Provided data section start

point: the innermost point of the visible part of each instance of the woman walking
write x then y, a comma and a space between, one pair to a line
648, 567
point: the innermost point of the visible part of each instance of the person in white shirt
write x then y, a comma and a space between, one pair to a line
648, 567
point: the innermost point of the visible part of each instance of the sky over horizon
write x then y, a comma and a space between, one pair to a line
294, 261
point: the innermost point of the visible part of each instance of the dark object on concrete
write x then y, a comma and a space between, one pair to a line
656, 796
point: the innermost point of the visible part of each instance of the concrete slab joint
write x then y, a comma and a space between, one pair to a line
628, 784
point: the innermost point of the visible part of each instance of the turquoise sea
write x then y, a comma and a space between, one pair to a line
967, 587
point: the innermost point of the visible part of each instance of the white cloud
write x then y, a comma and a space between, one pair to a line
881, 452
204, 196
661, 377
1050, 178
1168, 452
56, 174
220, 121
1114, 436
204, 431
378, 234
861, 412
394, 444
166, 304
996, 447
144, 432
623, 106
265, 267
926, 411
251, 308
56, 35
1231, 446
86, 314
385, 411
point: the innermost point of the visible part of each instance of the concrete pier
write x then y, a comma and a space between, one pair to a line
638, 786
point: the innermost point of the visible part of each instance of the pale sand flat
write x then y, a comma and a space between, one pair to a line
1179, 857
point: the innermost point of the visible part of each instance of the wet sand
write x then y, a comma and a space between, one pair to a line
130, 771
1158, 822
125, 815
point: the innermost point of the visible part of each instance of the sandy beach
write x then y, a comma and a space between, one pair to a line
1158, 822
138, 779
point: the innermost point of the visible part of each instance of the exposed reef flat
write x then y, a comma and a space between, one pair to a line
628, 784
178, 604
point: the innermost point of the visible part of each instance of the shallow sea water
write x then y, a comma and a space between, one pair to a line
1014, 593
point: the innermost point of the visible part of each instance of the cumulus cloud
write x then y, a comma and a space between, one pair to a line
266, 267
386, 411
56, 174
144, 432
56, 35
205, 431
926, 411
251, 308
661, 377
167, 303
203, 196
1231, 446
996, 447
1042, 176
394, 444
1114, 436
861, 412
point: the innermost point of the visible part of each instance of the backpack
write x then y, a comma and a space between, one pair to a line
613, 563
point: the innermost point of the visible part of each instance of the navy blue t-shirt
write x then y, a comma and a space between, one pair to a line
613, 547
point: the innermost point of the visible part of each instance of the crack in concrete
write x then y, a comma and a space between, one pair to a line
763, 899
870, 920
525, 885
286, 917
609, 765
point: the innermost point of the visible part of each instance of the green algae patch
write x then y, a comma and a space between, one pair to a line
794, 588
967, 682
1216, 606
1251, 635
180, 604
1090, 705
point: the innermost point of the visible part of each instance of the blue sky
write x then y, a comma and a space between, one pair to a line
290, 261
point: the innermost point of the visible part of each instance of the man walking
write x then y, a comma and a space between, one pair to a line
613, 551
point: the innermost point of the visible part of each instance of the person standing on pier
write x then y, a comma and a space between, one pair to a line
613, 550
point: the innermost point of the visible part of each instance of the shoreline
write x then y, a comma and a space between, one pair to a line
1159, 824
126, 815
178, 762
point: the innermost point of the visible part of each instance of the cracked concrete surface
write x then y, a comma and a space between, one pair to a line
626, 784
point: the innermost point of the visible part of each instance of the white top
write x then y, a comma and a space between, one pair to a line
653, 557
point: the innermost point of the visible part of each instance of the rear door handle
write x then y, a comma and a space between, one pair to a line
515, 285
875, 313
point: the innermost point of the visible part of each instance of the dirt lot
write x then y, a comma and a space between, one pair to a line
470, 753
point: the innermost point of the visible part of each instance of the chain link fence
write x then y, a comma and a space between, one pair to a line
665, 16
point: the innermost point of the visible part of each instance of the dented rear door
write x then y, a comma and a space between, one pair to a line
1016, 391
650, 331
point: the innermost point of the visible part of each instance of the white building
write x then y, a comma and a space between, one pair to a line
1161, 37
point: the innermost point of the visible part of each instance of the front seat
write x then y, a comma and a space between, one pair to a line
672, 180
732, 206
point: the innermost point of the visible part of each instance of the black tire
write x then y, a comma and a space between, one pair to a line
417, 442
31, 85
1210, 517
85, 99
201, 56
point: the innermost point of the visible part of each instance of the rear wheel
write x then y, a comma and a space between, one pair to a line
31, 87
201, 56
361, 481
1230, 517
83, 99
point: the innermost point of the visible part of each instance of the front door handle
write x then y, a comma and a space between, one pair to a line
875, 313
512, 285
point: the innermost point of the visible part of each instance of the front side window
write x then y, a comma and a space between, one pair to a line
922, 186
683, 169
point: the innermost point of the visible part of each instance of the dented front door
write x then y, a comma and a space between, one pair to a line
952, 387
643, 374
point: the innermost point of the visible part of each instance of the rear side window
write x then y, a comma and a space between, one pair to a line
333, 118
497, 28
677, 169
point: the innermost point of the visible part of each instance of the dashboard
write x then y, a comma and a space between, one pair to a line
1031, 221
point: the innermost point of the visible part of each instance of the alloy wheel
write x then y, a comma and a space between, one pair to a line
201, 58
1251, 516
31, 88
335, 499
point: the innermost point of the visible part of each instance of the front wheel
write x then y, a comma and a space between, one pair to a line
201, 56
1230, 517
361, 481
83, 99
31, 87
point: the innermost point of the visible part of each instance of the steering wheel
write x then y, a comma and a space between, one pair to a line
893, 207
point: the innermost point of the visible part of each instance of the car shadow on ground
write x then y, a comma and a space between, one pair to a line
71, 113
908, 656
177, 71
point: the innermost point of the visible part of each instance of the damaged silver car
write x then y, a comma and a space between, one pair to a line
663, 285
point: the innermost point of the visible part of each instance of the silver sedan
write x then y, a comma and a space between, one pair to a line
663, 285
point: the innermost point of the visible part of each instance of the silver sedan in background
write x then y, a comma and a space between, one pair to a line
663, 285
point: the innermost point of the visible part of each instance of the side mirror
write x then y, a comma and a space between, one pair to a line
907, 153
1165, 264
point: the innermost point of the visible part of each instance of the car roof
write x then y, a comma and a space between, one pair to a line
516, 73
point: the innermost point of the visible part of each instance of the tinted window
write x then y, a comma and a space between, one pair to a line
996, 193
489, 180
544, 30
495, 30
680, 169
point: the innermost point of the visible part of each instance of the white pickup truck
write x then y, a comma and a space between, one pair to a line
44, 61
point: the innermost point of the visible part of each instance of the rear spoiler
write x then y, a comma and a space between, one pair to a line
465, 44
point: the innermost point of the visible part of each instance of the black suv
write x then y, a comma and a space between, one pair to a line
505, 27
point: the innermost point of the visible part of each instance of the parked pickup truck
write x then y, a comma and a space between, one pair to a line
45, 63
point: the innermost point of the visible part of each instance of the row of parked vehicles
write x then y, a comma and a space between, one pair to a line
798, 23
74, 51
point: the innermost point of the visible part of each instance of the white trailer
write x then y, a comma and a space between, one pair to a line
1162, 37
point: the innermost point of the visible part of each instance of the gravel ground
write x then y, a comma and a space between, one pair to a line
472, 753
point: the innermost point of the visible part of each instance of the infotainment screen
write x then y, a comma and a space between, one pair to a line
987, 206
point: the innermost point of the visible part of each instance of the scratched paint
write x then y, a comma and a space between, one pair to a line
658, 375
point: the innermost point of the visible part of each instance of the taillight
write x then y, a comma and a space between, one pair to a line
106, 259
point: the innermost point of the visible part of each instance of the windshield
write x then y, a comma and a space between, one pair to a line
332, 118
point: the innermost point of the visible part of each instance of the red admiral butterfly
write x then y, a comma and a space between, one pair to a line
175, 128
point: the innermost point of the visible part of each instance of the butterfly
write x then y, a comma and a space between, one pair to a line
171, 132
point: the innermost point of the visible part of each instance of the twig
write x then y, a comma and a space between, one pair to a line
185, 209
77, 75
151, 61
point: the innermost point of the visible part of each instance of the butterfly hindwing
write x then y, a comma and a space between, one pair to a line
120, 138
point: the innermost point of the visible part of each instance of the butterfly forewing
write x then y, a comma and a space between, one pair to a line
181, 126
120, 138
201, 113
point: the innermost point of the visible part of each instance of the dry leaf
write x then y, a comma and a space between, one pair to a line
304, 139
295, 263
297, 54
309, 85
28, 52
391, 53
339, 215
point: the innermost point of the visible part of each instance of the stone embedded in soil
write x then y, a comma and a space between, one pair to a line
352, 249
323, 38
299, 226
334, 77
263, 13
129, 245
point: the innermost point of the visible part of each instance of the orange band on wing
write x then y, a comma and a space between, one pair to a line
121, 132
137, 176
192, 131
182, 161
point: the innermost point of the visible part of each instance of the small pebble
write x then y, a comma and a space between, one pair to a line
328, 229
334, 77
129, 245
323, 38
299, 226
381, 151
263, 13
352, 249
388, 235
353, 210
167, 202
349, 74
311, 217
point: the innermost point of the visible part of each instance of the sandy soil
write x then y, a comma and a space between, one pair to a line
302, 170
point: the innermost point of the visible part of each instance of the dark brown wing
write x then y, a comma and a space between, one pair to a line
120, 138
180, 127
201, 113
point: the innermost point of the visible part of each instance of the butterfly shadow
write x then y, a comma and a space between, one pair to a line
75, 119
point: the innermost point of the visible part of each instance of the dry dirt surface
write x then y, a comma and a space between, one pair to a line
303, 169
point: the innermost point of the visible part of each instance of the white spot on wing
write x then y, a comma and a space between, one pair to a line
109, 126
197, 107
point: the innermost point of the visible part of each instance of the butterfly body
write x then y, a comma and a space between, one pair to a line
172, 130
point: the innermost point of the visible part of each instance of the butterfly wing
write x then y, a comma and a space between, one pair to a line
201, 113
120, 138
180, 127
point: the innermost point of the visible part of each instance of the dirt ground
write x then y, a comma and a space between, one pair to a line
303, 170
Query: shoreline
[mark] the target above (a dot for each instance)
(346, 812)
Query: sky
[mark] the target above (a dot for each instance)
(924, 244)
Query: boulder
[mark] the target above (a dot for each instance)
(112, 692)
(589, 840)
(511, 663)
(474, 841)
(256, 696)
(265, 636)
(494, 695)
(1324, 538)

Provided data section end

Goal of the exercise: With the line holding "pale sand flat" as the first and the line holding "navy blue t-shirt" as the last, set down that range of the entries above exactly, and nothing else.

Task solution:
point: the innermost point of the visible part of each instance of the pale sand flat
write x then y, a comma and a space between, one pair to a line
1179, 857
point: the innermost point of the visible part of each instance of the wet sand
write x then y, a comma and a space between, one pair to a line
130, 771
1158, 822
125, 815
point: the innermost point of the visible part of each instance of the sandy beach
write x then y, a comma and a space between, one pair to a line
1158, 822
138, 779
point: the innermost point of the visible part of each instance of the exposed reef flat
write x then y, a comma and a space between, one pair to a line
628, 784
178, 604
point: the innermost point of the visible part of each instance of the shallow sea water
write x then y, a comma and a space between, one pair to a line
1014, 593
point: the innermost point of the visible part of each instance of the cumulus cloud
write x then y, a comma and a space between, one pair to a line
266, 267
386, 411
56, 174
144, 432
56, 35
205, 431
926, 411
251, 308
661, 377
167, 303
203, 196
1231, 446
996, 447
1042, 176
394, 444
1114, 436
861, 412
point: the innermost point of the visible part of each instance of the backpack
write x then y, a comma and a space between, one pair to a line
613, 563
point: the innermost point of the visible part of each instance of the navy blue t-shirt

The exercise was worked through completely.